There are already more than one million wind turbines operating globally, and a further mass expansion is expected — a signal of the success of the technology in generating cost-efficient and sustainable energy. Across Europe, more than 12% of energy supplies come from wind power.

The sheer scale of the wind energy network means efficiency is paramount. Small losses in performance and kilowatt generation are quickly magnified.

Dr Sergio Campobasso, Senior Lecturer in the School of Engineering, is at the centre of an international, multidisciplinary team that is taking on one of the biggest challenges for wind energy: the erosion of turbine blades caused by atmospheric precipitation.

“Latest studies suggest that the erosion of wind turbine blades leads to an annual loss in energy output of between 0.5% and 4%,” says Sergio. “Even a 0.5% loss constitutes a sizeable revenue loss, with cost implications in terms of lifetime return of investment. Equally, or sometimes more importantly, there are maintenance, repair and downtime costs which are substantial, particularly when it comes to offshore installations.”

Exercise 1:
Answer these from the text about wind turbine blade erosion:
(a) How many wind turbines are already operating globally?
(b) What share of energy supplies across Europe comes from wind power?
(c) According to the latest studies, what annual loss in energy output does blade erosion cause?
Exercise 2: From the text about wind turbine blade erosion, extract the passage that begins at the words "There are already" and stops after "by atmospheric precipitation.".
Rely only on the text about wind turbine blade erosion.

Stored records
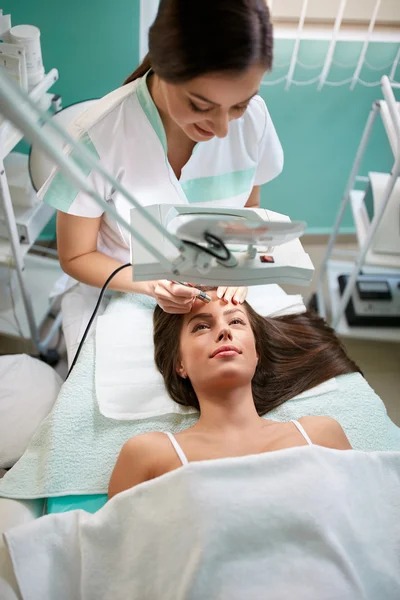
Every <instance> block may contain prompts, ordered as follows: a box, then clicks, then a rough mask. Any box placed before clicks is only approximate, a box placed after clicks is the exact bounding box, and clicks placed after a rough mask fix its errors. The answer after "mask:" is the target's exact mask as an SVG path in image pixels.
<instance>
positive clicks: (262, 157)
mask: <svg viewBox="0 0 400 600" xmlns="http://www.w3.org/2000/svg"><path fill="white" fill-rule="evenodd" d="M146 79H147V75H146V76H144V77H142V78H140V79H137V80H136V81H134V82H132V83H130V84H128V85H125V86H123V87H121V88H119V89H117V90H115V91H113V92H111V93H110V94H108V95H107V96H105V97H104V98H102V99H101V100H98V101H97V102H96V104H95V105H94V106H93V107H91V108H90V109H89V110H88V111H86V112H85V113H83V114H82V115H81V116H79V117H78V119H77V120H76V121H75V122H74V124H73V126H72V128H71V129H70V131H71V132H72V134H73V135H74V137H76V138H77V139H79V140H80V141H81V142H82V143H83V144H84V145H85V147H86V148H87V150H89V151H90V152H91V153H92V154H93V155H94V156H95V157H96V158H99V159H100V160H101V163H102V165H103V166H104V167H105V168H106V169H107V170H108V171H109V172H110V173H111V174H113V175H114V177H116V178H117V179H119V180H120V181H121V183H122V184H123V185H124V186H125V187H126V188H127V189H128V190H129V191H130V192H131V194H132V195H133V196H134V197H135V198H136V199H137V200H138V201H139V202H140V203H141V204H142V205H143V206H146V205H149V204H158V203H167V204H187V203H189V204H205V203H209V204H211V205H212V206H224V207H237V208H242V207H243V206H244V205H245V204H246V202H247V200H248V198H249V196H250V193H251V191H252V189H253V186H255V185H262V184H264V183H266V182H268V181H270V180H271V179H274V178H275V177H276V176H277V175H279V173H280V172H281V170H282V168H283V151H282V147H281V144H280V142H279V139H278V136H277V134H276V131H275V128H274V125H273V123H272V120H271V118H270V116H269V113H268V110H267V107H266V105H265V103H264V101H263V99H262V98H261V97H260V96H255V97H254V98H253V99H252V100H251V101H250V104H249V107H248V109H247V110H246V112H245V113H244V115H243V116H242V117H241V118H240V119H237V120H234V121H232V122H231V123H230V124H229V133H228V135H227V136H226V137H225V138H223V139H219V138H217V137H215V138H213V139H212V140H210V141H208V142H202V143H198V144H197V145H196V146H195V148H194V150H193V153H192V156H191V158H190V159H189V161H188V163H187V164H186V165H185V166H184V168H183V169H182V174H181V177H180V179H179V180H178V179H177V177H176V176H175V173H174V171H173V169H172V168H171V165H170V164H169V162H168V158H167V139H166V134H165V131H164V127H163V124H162V121H161V118H160V116H159V113H158V110H157V108H156V106H155V104H154V102H153V100H152V98H151V95H150V93H149V90H148V87H147V83H146ZM74 154H75V153H74V151H72V152H71V157H72V158H74ZM78 162H79V161H78ZM86 173H87V176H88V178H89V179H90V181H91V183H92V184H93V185H94V187H95V188H96V190H97V191H98V192H99V194H100V195H101V196H102V197H103V198H104V199H105V200H106V201H107V202H108V203H109V204H112V205H113V206H114V208H115V209H116V210H117V211H118V212H119V213H120V214H121V216H123V217H124V219H126V220H129V210H130V209H131V206H130V205H129V203H128V201H127V200H126V199H124V198H123V197H122V196H121V195H120V194H119V193H118V192H116V191H115V190H113V189H112V188H111V186H110V185H109V184H107V183H105V182H104V181H103V180H102V178H101V176H100V175H98V174H97V173H94V172H90V171H89V170H86ZM40 196H41V198H42V199H43V200H44V201H45V202H46V203H48V204H50V205H51V206H54V207H55V208H57V209H58V210H61V211H63V212H66V213H69V214H72V215H76V216H81V217H99V216H103V219H102V221H101V226H100V231H99V236H98V246H97V248H98V250H99V251H100V252H103V253H104V254H107V255H109V256H111V257H113V258H115V259H117V260H119V261H121V262H122V263H126V262H130V254H129V239H128V234H127V233H126V231H124V230H123V229H122V228H121V227H120V225H119V224H118V223H117V222H116V221H115V219H113V218H112V217H111V216H110V215H109V214H107V213H103V212H102V209H101V208H100V207H99V206H98V205H97V204H96V202H95V201H94V200H93V199H92V198H90V197H89V196H88V195H87V194H86V193H85V192H82V191H78V190H77V189H76V188H75V186H74V185H73V184H71V183H70V181H69V180H68V178H66V177H65V175H63V174H62V173H61V171H58V170H56V171H55V172H54V173H53V174H52V175H51V176H50V178H49V179H48V180H47V182H46V183H45V185H44V186H43V188H42V190H41V191H40ZM64 281H65V280H64ZM71 282H72V280H71V279H70V280H69V284H68V286H67V287H71ZM85 288H86V289H85ZM64 290H65V288H62V289H61V291H64ZM71 293H73V294H74V299H73V297H72V296H71V295H70V294H71ZM98 293H99V290H97V289H94V288H89V286H84V285H83V284H79V286H78V287H77V288H74V290H73V291H71V292H69V294H67V295H66V296H65V297H64V299H63V303H62V308H63V321H64V334H65V336H66V340H67V347H69V348H68V349H69V355H70V354H71V353H72V352H73V350H74V348H72V346H74V347H76V345H77V342H78V340H79V339H80V336H81V335H82V333H83V331H84V328H85V326H86V323H87V320H88V317H89V316H90V314H91V311H92V308H93V306H94V302H95V298H97V296H98ZM68 296H69V298H68ZM79 298H80V299H79ZM76 302H78V304H77V305H76ZM67 305H68V306H67ZM82 310H83V313H84V314H83V313H82Z"/></svg>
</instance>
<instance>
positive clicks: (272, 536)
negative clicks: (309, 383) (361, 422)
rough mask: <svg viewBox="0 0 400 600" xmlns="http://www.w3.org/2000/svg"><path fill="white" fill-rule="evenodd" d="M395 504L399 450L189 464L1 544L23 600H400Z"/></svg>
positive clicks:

Exercise answer 1:
(a) More than one million.
(b) More than 12%.
(c) Between 0.5% and 4%.

Exercise answer 2:
There are already more than one million wind turbines operating globally, and a further mass expansion is expected — a signal of the success of the technology in generating cost-efficient and sustainable energy. Across Europe, more than 12% of energy supplies come from wind power.

The sheer scale of the wind energy network means efficiency is paramount. Small losses in performance and kilowatt generation are quickly magnified.

Dr Sergio Campobasso, Senior Lecturer in the School of Engineering, is at the centre of an international, multidisciplinary team that is taking on one of the biggest challenges for wind energy: the erosion of turbine blades caused by atmospheric precipitation.